WRITTEN INSTRUCTION - Reproduce the entries from the line with "Find the horse's muzzle" up to and including the line with "pixel 85 243", replacing "jockey" with "rider" and keeping all else the same.

RECORDS SUPPLIED -
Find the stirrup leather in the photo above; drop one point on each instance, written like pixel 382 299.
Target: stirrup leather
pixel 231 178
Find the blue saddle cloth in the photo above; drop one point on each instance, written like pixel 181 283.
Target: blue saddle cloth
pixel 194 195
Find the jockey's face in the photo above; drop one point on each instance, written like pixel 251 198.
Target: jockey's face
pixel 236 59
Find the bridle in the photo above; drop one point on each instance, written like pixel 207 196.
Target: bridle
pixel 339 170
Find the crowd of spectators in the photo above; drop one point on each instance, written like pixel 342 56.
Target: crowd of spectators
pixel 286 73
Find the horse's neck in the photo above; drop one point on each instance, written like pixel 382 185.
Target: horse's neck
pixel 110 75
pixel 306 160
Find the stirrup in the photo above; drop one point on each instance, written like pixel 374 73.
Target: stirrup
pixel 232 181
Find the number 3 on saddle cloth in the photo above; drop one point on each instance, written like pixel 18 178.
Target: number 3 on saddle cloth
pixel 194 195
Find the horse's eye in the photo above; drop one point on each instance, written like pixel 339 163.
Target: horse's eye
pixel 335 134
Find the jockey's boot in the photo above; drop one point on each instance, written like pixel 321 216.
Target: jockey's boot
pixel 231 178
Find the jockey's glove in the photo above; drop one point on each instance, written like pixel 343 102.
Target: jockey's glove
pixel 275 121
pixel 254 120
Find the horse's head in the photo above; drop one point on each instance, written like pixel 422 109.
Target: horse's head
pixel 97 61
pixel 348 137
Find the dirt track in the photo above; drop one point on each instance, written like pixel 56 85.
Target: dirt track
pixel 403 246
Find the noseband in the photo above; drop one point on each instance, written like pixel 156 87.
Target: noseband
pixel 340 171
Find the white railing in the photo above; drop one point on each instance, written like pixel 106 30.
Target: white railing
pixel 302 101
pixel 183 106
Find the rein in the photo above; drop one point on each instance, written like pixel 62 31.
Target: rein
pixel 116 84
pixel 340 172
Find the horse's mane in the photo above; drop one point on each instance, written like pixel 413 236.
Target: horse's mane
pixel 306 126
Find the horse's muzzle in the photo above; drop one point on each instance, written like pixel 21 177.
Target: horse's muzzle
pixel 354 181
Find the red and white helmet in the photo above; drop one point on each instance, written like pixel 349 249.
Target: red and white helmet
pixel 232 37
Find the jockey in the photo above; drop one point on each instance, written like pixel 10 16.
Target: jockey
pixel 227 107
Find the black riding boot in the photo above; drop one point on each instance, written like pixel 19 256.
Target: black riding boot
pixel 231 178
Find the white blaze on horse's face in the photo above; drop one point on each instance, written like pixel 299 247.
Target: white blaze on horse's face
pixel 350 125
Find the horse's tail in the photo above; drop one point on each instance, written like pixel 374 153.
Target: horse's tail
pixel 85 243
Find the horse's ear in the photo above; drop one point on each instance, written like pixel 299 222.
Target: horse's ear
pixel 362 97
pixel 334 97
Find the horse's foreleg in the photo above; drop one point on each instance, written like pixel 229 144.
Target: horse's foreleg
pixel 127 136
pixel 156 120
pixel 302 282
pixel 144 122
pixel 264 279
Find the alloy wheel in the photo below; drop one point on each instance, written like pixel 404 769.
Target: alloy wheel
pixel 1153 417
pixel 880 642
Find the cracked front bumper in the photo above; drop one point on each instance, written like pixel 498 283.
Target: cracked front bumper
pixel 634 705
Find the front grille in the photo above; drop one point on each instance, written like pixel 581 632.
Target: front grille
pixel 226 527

SOLUTION -
Find the horse's muzzle in the photo above; drop one point on each instance, written like pixel 21 177.
Target: horse's muzzle
pixel 354 181
Find the red and white helmet in the photo above; drop one point on each instance, written like pixel 349 249.
Target: red and white helmet
pixel 232 37
Find the rider in the photo above; drop one point on each instance, written like pixel 10 16.
Target: rider
pixel 227 107
Find the black riding boot in the photo above; drop one point on each instance, written like pixel 19 256.
Target: black riding boot
pixel 231 178
Find the white blaze on horse's face in the photo above; drop one point on each instance, written like pixel 299 247.
Target: white blaze on horse's face
pixel 350 125
Find the horse's tail in the photo above; drop one point on each instance, written like pixel 374 153.
Target: horse's tail
pixel 85 243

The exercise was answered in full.